§ Exercise goal: Gather every line from the listing below that contains the word "beige", and copy each one. Case counts.

(Records in a dataset)
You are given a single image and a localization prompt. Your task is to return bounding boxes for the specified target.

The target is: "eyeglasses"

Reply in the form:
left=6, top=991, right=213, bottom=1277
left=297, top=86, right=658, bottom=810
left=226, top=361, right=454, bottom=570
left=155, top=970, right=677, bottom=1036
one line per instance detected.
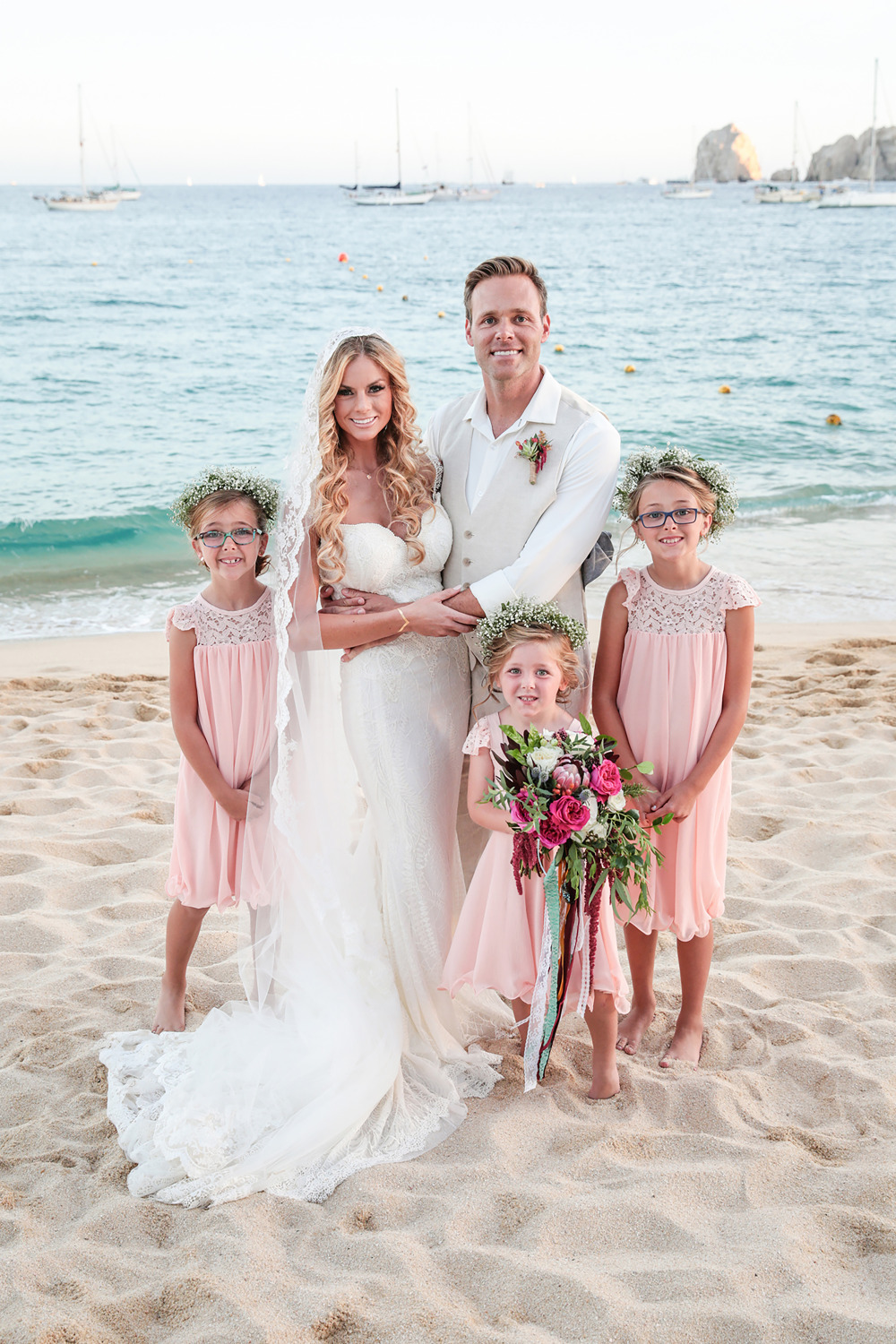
left=196, top=527, right=264, bottom=551
left=635, top=508, right=705, bottom=527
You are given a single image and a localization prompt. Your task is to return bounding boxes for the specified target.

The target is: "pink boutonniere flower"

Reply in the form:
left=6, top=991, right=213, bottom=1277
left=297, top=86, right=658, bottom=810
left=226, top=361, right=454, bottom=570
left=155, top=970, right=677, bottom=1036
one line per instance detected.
left=516, top=430, right=551, bottom=486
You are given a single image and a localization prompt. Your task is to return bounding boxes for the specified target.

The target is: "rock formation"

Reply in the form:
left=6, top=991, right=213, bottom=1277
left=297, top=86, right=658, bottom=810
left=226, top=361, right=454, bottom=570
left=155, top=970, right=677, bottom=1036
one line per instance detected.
left=696, top=121, right=762, bottom=182
left=806, top=126, right=896, bottom=182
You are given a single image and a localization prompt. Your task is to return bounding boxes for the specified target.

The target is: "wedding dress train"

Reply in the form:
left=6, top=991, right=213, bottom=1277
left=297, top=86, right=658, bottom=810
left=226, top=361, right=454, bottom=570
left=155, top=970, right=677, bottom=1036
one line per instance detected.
left=99, top=505, right=509, bottom=1207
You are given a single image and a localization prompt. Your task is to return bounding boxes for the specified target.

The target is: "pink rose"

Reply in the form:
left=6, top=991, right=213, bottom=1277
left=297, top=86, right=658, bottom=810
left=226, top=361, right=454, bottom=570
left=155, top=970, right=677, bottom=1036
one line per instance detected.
left=554, top=762, right=582, bottom=793
left=591, top=761, right=622, bottom=803
left=511, top=789, right=532, bottom=831
left=538, top=804, right=570, bottom=849
left=548, top=793, right=591, bottom=833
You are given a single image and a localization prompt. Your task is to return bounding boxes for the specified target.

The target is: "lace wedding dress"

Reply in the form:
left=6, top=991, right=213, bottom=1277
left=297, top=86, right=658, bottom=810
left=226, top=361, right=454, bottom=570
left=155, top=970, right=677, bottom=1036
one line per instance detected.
left=99, top=481, right=500, bottom=1207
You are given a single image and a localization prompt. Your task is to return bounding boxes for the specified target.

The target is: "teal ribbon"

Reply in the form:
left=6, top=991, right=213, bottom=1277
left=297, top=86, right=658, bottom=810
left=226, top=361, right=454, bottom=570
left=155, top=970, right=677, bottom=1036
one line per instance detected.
left=538, top=849, right=560, bottom=1078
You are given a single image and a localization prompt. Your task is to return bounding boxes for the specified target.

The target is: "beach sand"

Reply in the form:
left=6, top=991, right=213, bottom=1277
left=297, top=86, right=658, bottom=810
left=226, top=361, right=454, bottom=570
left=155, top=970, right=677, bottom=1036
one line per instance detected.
left=0, top=625, right=896, bottom=1344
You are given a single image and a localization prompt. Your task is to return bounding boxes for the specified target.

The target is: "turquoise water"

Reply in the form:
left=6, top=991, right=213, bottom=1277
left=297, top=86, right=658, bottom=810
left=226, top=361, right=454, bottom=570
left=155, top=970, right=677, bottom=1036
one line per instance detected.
left=0, top=185, right=896, bottom=637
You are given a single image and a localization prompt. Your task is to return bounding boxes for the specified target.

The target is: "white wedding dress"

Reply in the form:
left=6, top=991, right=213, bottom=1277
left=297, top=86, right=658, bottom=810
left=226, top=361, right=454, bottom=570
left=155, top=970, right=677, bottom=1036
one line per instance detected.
left=99, top=505, right=509, bottom=1207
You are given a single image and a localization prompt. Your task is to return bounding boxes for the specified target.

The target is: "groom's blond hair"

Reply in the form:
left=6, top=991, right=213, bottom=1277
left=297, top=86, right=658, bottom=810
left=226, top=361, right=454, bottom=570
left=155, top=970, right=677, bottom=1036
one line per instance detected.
left=463, top=257, right=548, bottom=323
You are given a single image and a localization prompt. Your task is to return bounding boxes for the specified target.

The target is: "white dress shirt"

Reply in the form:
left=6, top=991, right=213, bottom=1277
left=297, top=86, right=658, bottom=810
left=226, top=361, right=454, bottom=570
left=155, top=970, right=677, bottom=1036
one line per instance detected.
left=425, top=368, right=619, bottom=616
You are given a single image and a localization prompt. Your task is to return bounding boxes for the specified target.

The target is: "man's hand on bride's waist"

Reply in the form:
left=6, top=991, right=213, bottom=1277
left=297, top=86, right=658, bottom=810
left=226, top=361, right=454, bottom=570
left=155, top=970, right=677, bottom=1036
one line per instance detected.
left=321, top=583, right=398, bottom=615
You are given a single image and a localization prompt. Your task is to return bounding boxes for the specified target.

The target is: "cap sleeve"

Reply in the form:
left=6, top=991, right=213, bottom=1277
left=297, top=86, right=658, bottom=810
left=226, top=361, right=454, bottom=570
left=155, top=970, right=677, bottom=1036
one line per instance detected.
left=724, top=574, right=762, bottom=612
left=619, top=569, right=641, bottom=613
left=463, top=719, right=492, bottom=755
left=165, top=602, right=196, bottom=640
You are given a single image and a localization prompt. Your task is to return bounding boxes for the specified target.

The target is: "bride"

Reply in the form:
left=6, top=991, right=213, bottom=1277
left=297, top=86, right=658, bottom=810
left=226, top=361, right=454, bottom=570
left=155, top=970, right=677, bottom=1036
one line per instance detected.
left=100, top=331, right=504, bottom=1207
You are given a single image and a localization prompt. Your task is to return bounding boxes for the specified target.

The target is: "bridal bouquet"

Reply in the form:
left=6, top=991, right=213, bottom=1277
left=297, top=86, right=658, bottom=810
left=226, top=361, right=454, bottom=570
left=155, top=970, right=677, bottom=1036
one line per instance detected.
left=484, top=717, right=672, bottom=1091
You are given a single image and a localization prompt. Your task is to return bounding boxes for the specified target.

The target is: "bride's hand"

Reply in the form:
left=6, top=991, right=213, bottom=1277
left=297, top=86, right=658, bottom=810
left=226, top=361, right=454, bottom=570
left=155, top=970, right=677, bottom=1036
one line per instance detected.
left=401, top=585, right=477, bottom=639
left=321, top=583, right=398, bottom=615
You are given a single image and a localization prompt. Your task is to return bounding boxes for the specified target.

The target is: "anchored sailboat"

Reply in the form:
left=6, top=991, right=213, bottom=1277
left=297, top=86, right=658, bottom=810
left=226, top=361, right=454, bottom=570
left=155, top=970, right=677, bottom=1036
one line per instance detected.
left=35, top=85, right=121, bottom=211
left=754, top=102, right=821, bottom=206
left=812, top=61, right=896, bottom=210
left=348, top=89, right=434, bottom=206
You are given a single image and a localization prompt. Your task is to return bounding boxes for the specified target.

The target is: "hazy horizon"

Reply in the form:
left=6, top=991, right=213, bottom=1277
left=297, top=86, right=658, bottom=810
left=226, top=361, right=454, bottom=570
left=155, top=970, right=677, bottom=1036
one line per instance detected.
left=6, top=0, right=896, bottom=185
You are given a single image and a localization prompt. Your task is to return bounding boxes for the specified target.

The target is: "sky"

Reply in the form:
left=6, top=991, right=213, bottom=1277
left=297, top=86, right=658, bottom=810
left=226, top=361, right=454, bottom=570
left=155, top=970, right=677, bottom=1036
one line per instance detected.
left=0, top=0, right=896, bottom=185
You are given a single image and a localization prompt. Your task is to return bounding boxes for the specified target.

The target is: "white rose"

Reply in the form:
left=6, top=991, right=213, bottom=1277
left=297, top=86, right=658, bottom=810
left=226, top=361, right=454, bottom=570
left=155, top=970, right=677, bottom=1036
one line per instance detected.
left=527, top=745, right=563, bottom=774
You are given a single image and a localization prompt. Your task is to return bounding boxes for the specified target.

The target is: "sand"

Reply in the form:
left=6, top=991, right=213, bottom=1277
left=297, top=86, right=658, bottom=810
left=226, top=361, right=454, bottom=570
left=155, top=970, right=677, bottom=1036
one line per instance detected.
left=0, top=626, right=896, bottom=1344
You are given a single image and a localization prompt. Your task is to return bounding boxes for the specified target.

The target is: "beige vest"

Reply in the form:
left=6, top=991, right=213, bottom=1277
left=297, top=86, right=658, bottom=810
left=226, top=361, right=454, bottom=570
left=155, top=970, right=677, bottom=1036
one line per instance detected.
left=439, top=387, right=595, bottom=720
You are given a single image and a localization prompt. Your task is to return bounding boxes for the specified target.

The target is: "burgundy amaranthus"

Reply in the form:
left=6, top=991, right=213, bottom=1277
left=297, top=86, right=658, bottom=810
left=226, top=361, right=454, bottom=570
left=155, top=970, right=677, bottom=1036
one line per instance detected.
left=511, top=831, right=538, bottom=895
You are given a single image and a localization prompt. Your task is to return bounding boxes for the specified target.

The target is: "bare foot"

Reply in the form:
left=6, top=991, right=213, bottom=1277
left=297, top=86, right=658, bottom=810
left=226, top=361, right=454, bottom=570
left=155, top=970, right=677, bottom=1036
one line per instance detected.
left=659, top=1019, right=702, bottom=1069
left=151, top=976, right=186, bottom=1035
left=616, top=999, right=657, bottom=1055
left=589, top=1064, right=619, bottom=1101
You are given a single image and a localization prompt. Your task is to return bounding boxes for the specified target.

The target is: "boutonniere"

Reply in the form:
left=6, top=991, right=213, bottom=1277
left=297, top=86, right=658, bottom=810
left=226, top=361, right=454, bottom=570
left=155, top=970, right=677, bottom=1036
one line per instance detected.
left=516, top=430, right=551, bottom=486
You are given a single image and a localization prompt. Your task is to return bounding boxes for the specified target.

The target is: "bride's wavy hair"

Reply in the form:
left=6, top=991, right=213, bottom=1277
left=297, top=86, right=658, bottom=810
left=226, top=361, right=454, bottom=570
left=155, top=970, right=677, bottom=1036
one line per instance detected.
left=314, top=332, right=435, bottom=583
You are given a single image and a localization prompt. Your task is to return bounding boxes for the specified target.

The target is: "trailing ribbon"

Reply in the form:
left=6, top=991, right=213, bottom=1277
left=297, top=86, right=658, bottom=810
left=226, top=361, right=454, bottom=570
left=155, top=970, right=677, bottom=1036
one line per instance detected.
left=524, top=849, right=583, bottom=1091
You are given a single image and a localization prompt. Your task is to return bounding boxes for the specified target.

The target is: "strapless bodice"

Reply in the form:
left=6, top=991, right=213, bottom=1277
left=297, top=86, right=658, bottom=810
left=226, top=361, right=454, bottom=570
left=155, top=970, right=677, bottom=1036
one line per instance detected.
left=321, top=504, right=452, bottom=602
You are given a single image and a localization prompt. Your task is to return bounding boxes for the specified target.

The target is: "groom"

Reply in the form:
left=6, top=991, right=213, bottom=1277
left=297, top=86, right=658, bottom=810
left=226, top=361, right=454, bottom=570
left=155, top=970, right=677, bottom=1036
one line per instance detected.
left=426, top=257, right=619, bottom=717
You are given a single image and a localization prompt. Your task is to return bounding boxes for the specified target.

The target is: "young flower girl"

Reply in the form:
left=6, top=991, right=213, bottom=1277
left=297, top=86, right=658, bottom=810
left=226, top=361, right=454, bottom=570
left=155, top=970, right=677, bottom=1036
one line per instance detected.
left=441, top=604, right=629, bottom=1101
left=151, top=468, right=277, bottom=1032
left=592, top=448, right=759, bottom=1069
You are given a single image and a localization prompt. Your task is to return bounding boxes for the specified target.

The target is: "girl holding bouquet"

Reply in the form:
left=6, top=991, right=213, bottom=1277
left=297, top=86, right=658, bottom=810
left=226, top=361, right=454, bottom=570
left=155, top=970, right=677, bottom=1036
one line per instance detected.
left=592, top=446, right=759, bottom=1069
left=151, top=468, right=277, bottom=1034
left=441, top=602, right=629, bottom=1101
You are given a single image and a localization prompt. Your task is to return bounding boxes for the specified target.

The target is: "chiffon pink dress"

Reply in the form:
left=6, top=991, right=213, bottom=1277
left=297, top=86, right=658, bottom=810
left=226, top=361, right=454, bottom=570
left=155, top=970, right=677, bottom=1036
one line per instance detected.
left=165, top=589, right=275, bottom=910
left=616, top=567, right=761, bottom=943
left=439, top=714, right=629, bottom=1012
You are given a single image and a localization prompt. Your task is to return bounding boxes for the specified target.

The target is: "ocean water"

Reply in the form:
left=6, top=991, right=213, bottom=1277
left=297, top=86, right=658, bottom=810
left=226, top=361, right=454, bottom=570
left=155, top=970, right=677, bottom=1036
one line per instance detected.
left=0, top=185, right=896, bottom=639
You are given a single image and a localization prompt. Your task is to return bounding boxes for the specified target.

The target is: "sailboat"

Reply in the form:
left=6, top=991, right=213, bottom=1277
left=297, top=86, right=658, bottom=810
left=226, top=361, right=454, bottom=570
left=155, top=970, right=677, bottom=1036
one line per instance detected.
left=35, top=85, right=119, bottom=210
left=812, top=61, right=896, bottom=210
left=348, top=89, right=434, bottom=206
left=458, top=102, right=497, bottom=201
left=754, top=102, right=821, bottom=206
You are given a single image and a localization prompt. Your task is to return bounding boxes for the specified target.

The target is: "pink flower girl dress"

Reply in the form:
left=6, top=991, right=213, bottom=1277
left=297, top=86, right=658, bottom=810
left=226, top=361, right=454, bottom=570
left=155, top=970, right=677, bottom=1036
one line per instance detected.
left=439, top=714, right=630, bottom=1013
left=616, top=566, right=761, bottom=943
left=165, top=589, right=274, bottom=910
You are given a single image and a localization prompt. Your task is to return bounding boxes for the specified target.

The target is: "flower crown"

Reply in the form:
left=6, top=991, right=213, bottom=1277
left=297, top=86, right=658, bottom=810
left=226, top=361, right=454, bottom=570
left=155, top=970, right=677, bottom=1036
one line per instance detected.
left=476, top=597, right=589, bottom=663
left=613, top=444, right=737, bottom=538
left=170, top=467, right=278, bottom=531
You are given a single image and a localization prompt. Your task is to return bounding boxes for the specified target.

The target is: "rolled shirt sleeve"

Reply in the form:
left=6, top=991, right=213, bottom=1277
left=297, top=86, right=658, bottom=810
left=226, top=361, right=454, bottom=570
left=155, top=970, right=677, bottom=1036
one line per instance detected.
left=470, top=411, right=619, bottom=616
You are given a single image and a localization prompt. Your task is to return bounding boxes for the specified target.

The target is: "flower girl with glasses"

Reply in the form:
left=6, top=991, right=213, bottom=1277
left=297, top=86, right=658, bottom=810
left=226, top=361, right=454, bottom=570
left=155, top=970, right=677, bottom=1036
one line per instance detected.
left=592, top=446, right=759, bottom=1069
left=151, top=468, right=277, bottom=1032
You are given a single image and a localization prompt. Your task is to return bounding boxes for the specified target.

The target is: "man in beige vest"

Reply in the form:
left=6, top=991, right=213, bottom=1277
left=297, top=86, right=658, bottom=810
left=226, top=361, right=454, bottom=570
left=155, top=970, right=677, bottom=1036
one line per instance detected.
left=323, top=257, right=619, bottom=882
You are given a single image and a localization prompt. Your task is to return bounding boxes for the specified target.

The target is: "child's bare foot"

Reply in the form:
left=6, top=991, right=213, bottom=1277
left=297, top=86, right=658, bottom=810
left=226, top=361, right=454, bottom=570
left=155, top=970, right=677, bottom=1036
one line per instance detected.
left=151, top=976, right=186, bottom=1035
left=589, top=1062, right=619, bottom=1101
left=616, top=999, right=657, bottom=1055
left=659, top=1018, right=702, bottom=1069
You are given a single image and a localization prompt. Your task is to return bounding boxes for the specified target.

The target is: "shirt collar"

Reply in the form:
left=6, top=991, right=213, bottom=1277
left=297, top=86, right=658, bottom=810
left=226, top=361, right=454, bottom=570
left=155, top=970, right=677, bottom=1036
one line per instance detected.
left=463, top=367, right=560, bottom=444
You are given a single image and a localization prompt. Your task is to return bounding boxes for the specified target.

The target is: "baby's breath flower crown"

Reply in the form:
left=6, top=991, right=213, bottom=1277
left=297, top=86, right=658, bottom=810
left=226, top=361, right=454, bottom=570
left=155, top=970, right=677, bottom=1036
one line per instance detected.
left=476, top=597, right=589, bottom=663
left=170, top=467, right=278, bottom=531
left=613, top=444, right=739, bottom=538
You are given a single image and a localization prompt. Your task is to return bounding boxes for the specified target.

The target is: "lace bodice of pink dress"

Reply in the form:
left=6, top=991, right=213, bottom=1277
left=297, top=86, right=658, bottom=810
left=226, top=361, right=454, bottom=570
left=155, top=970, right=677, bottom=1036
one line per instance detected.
left=616, top=566, right=759, bottom=941
left=165, top=589, right=274, bottom=909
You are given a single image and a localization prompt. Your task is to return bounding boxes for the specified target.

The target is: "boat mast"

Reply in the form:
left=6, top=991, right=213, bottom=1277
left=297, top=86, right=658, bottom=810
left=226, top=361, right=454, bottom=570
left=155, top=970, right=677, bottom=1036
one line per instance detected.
left=78, top=84, right=86, bottom=196
left=395, top=89, right=401, bottom=191
left=790, top=102, right=799, bottom=187
left=868, top=56, right=877, bottom=191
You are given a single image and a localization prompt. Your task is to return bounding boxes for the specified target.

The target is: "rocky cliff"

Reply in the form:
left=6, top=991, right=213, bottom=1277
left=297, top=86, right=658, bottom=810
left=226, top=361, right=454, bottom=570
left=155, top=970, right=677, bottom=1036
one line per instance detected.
left=696, top=121, right=762, bottom=182
left=806, top=126, right=896, bottom=182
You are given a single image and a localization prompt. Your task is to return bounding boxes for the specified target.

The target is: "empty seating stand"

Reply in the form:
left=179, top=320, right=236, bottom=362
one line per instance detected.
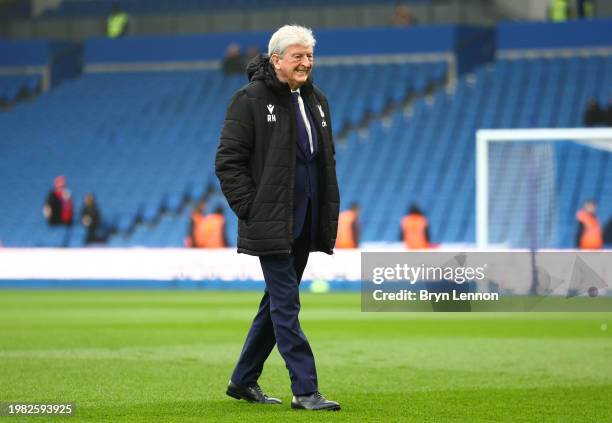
left=0, top=60, right=444, bottom=246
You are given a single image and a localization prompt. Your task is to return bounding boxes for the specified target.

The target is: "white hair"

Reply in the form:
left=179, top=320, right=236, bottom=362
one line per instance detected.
left=268, top=25, right=317, bottom=57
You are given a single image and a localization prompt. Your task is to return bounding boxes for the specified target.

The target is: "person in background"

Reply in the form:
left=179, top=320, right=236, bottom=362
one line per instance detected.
left=223, top=43, right=245, bottom=75
left=336, top=203, right=360, bottom=248
left=185, top=200, right=206, bottom=248
left=106, top=3, right=130, bottom=38
left=43, top=175, right=74, bottom=226
left=401, top=204, right=431, bottom=250
left=186, top=201, right=227, bottom=248
left=202, top=206, right=227, bottom=248
left=576, top=200, right=603, bottom=250
left=81, top=193, right=103, bottom=244
left=244, top=46, right=259, bottom=63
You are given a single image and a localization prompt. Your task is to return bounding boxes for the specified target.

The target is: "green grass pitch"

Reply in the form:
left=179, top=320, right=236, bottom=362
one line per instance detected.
left=0, top=291, right=612, bottom=423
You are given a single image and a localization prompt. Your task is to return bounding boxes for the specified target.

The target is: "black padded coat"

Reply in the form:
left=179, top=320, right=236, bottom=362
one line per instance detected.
left=215, top=55, right=340, bottom=256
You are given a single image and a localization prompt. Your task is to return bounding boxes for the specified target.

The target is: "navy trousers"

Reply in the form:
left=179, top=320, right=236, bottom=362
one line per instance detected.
left=232, top=205, right=317, bottom=395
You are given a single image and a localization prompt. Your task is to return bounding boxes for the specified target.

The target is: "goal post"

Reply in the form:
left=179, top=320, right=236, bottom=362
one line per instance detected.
left=476, top=128, right=612, bottom=249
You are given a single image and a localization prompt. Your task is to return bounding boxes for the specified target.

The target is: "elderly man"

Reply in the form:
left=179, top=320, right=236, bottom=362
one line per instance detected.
left=215, top=25, right=340, bottom=410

§ Worked solution:
The target is: "beige vest"
The target is: "man in beige vest"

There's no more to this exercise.